**Exercise requirements:** Each entry must be reproduced precisely as it stands.

↓↓↓

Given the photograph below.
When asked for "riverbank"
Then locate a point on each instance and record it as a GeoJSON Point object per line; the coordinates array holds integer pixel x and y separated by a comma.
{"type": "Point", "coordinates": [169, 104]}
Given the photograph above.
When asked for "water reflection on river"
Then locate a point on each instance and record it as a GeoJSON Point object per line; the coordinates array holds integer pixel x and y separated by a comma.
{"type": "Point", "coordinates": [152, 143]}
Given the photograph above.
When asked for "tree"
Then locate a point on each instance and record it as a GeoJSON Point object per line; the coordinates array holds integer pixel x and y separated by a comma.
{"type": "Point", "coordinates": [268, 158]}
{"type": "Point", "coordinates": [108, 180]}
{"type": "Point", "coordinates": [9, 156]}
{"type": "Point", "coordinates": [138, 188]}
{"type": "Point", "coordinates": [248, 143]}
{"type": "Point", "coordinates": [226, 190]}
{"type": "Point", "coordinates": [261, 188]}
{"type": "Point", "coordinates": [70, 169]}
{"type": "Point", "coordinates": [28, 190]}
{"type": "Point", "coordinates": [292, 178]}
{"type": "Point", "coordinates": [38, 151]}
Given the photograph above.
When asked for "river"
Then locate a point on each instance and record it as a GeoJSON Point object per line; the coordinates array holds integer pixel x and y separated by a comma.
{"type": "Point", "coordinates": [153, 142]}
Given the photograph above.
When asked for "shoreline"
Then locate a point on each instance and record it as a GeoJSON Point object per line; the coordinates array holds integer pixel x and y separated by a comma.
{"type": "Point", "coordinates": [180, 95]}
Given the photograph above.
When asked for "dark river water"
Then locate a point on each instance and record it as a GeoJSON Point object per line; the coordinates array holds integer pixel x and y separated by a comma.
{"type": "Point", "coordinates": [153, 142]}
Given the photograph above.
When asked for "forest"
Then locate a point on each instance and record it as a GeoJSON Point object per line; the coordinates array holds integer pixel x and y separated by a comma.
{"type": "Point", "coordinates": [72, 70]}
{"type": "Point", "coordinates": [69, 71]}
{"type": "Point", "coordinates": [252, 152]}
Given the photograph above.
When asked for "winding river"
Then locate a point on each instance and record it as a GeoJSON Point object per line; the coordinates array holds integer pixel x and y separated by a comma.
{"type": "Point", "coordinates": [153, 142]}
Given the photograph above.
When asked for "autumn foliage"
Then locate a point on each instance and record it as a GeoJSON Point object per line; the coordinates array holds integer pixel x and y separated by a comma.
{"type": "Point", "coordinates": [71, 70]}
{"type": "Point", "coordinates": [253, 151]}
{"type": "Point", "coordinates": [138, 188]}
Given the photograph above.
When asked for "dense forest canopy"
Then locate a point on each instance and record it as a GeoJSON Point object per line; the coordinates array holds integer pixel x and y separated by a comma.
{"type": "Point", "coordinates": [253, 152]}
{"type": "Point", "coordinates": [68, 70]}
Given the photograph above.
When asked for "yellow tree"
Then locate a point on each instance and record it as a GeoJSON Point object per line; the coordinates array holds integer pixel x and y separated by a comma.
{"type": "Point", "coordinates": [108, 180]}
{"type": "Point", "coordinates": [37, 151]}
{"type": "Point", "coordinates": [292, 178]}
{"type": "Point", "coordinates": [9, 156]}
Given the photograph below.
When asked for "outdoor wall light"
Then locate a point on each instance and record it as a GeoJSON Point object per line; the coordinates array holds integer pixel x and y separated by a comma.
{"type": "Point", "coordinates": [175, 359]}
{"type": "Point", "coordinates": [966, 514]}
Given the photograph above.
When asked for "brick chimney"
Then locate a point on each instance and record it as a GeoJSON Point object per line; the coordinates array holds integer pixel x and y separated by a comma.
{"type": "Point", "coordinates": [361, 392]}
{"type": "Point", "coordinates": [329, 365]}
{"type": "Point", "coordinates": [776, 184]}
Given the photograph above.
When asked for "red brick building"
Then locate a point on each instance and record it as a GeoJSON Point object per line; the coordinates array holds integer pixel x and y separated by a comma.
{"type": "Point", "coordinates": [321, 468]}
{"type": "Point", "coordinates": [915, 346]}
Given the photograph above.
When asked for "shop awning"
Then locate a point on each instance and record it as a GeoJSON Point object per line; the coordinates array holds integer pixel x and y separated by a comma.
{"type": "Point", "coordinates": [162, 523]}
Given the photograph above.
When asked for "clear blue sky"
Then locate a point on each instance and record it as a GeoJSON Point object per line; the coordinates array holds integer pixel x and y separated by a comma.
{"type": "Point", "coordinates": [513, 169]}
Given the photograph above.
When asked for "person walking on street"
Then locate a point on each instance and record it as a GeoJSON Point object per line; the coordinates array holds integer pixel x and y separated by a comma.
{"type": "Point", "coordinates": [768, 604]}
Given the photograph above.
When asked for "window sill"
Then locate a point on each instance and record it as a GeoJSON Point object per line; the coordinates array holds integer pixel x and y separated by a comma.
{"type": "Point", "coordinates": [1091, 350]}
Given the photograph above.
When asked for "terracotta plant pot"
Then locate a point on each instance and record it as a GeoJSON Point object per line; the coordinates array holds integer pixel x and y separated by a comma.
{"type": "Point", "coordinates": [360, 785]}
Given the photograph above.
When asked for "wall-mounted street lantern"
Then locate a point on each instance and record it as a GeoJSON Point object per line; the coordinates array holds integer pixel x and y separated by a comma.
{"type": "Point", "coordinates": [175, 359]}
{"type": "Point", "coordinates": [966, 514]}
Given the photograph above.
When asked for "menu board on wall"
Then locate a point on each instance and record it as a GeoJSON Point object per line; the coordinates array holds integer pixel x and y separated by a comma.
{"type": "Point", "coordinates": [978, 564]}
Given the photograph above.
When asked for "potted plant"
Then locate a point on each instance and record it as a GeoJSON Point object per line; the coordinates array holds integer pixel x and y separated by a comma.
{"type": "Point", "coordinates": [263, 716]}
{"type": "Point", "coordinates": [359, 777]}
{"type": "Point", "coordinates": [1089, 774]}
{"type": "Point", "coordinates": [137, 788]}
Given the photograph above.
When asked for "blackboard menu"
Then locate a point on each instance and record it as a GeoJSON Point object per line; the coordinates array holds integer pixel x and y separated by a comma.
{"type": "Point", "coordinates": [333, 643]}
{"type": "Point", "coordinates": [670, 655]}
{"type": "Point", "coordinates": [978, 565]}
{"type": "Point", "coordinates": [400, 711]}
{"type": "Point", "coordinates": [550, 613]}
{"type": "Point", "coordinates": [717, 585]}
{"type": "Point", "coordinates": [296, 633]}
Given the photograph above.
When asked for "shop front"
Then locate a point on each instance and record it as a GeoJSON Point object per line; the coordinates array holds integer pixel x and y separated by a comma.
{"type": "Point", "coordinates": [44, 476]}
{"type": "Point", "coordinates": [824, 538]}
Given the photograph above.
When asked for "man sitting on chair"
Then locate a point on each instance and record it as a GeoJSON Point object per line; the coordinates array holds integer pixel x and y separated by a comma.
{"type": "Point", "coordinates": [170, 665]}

↑↑↑

**Correct answer:**
Given the photograph below.
When asked for "riverbank"
Then locate a point on each instance and record it as a GeoJSON Point object per line; the coordinates array holds integer pixel x and y separated by a comma.
{"type": "Point", "coordinates": [169, 104]}
Given the photograph above.
When asked for "water reflection on river"
Then locate a point on each instance and record it as a GeoJSON Point object per line; the coordinates array holds integer pixel x and y separated by a comma.
{"type": "Point", "coordinates": [152, 143]}
Given the photograph above.
When asked for "tree"
Then locate a point on each instance and record it as a GeoJSON Point object per line; the coordinates array holds integer pixel x and y separated by a comma.
{"type": "Point", "coordinates": [268, 158]}
{"type": "Point", "coordinates": [108, 180]}
{"type": "Point", "coordinates": [9, 156]}
{"type": "Point", "coordinates": [138, 188]}
{"type": "Point", "coordinates": [248, 143]}
{"type": "Point", "coordinates": [226, 190]}
{"type": "Point", "coordinates": [261, 188]}
{"type": "Point", "coordinates": [70, 169]}
{"type": "Point", "coordinates": [28, 190]}
{"type": "Point", "coordinates": [292, 178]}
{"type": "Point", "coordinates": [38, 151]}
Given the photograph above.
When asked for "river"
Then locate a point on each instance and record it as a GeoJSON Point object per line; the coordinates array holds integer pixel x and y separated by a comma.
{"type": "Point", "coordinates": [153, 142]}
Given the photograph above.
When asked for "shoreline"
Then locate a point on each instance and record it as a GeoJSON Point object per line; the coordinates array holds integer pixel x and y separated by a comma.
{"type": "Point", "coordinates": [180, 95]}
Given the photograph above.
When asked for "dark river water"
Then locate a point on each instance and record it as a GeoJSON Point object per line; the coordinates array holds integer pixel x and y separated by a comma.
{"type": "Point", "coordinates": [153, 142]}
Given the photograph above.
When asked for "forest"
Then locate a point on each instance and record it as a GeoJSON Point object per line; the coordinates array holds integer pixel x and y separated by a comma.
{"type": "Point", "coordinates": [72, 70]}
{"type": "Point", "coordinates": [69, 71]}
{"type": "Point", "coordinates": [252, 152]}
Given the photograph above.
When asked for "winding river"
Then locate a point on each instance and record it as a GeoJSON Point object per line; the coordinates array holds integer pixel x and y separated by a comma.
{"type": "Point", "coordinates": [153, 142]}
Given the photograph above.
When asked for "autumn foliage"
Then locate a point on each instance and record it as a GeoJSON Point object per line; the coordinates array holds integer pixel x and y separated by a comma.
{"type": "Point", "coordinates": [71, 70]}
{"type": "Point", "coordinates": [253, 151]}
{"type": "Point", "coordinates": [138, 188]}
Given the photograph above.
When asked for "dense forest canopy"
Then locate a point on each instance and record it as a GeoJSON Point object per line; the coordinates array holds integer pixel x and y separated by a comma.
{"type": "Point", "coordinates": [253, 152]}
{"type": "Point", "coordinates": [68, 70]}
Given the photograph above.
When asked for "yellow tree"
Then locate a point on each instance and record it as a GeoJSON Point object per line; the coordinates array holds integer pixel x and y separated by a comma.
{"type": "Point", "coordinates": [108, 180]}
{"type": "Point", "coordinates": [37, 151]}
{"type": "Point", "coordinates": [292, 178]}
{"type": "Point", "coordinates": [9, 156]}
Given the photograph below.
When asked for "outdoor wall light"
Then locate a point on each instance and record it as a GeoJSON Point object per line; the coordinates array holds integer pixel x and y separated by a comma.
{"type": "Point", "coordinates": [175, 359]}
{"type": "Point", "coordinates": [966, 514]}
Given the photograph above.
When asked for "brick chimney"
Then locate a point on each instance and record it as a GeoJSON Point object per line; the coordinates array holds integer pixel x and y separated by a comma.
{"type": "Point", "coordinates": [361, 392]}
{"type": "Point", "coordinates": [329, 365]}
{"type": "Point", "coordinates": [776, 184]}
Given the photograph above.
When asked for "red brick building"
Then locate a point on each instance and record it as a GeoJSON Point object per line; the coordinates array holds integer pixel x and y separated by a comma.
{"type": "Point", "coordinates": [321, 468]}
{"type": "Point", "coordinates": [915, 346]}
Given the photograph above.
When asked for "shop awning"
Then locate a point on each instance and record it as a GeoJSON Point object per line; the coordinates array holds integer pixel x and y separated by a comma.
{"type": "Point", "coordinates": [162, 523]}
Given the photograph above.
When asked for "clear blue sky"
Then locate a point on each instance and record it as a GeoJSON Point object per line; the coordinates array holds integer pixel x and y separated by a comma.
{"type": "Point", "coordinates": [513, 169]}
Given the photograph above.
When asked for "person walking on street"
Then locate a point on each instance and record it as a GeoJSON Point object per line; the coordinates array holds integer pixel x and y separated by a comma.
{"type": "Point", "coordinates": [768, 604]}
Given the photograph above.
When asked for "window sill"
Then locate a point on each instance and record it as a GeoJSON Point object per line; the coordinates array holds integer pixel x and y separated by a comma.
{"type": "Point", "coordinates": [1091, 350]}
Given the photograph above.
When asked for "terracotta plant pot"
Then locate a point on each instance and record it as a GeoJSON Point object per line; the coordinates array holds integer pixel x and y separated by a comma.
{"type": "Point", "coordinates": [360, 785]}
Given the photograph above.
When asked for "wall-mounted street lantern"
Then locate a point on each instance and record it as a GeoJSON Point object per line; the coordinates array holds integer pixel x and y separated by a comma.
{"type": "Point", "coordinates": [175, 359]}
{"type": "Point", "coordinates": [966, 514]}
Given the photograph above.
When asked for "menu board on wall"
Then locate a point on each instance and record it as a GeoJSON Point object per line; the coordinates array holds integer pixel x and y separated by a comma.
{"type": "Point", "coordinates": [978, 564]}
Given the photograph above.
When asked for "potted plant"
Then locate a point on each instance and record it as a GeoJSON Point object per line; the coordinates array holds integer pixel x and y separated by a comma.
{"type": "Point", "coordinates": [263, 716]}
{"type": "Point", "coordinates": [359, 777]}
{"type": "Point", "coordinates": [1089, 774]}
{"type": "Point", "coordinates": [137, 788]}
Given the photograph above.
When asked for "blackboard menu"
Then locate a point on each instance and record it as a GeoJSON Point object per line; the coordinates array holds integer pixel x and y separated by a comma.
{"type": "Point", "coordinates": [333, 643]}
{"type": "Point", "coordinates": [670, 655]}
{"type": "Point", "coordinates": [978, 565]}
{"type": "Point", "coordinates": [400, 711]}
{"type": "Point", "coordinates": [550, 613]}
{"type": "Point", "coordinates": [717, 585]}
{"type": "Point", "coordinates": [296, 633]}
Given the photograph above.
When asked for "shop front"
Then locate a point on each instance and record it as a GeoJSON Point object per line; the coordinates array holds integer pixel x and y separated by a comma.
{"type": "Point", "coordinates": [44, 476]}
{"type": "Point", "coordinates": [824, 538]}
Given the photograph above.
When asked for "man sitting on chair"
Then locate a point on each instance and record it as a GeoJSON Point object per line; the coordinates array holds integer pixel x and y separated by a comma.
{"type": "Point", "coordinates": [170, 665]}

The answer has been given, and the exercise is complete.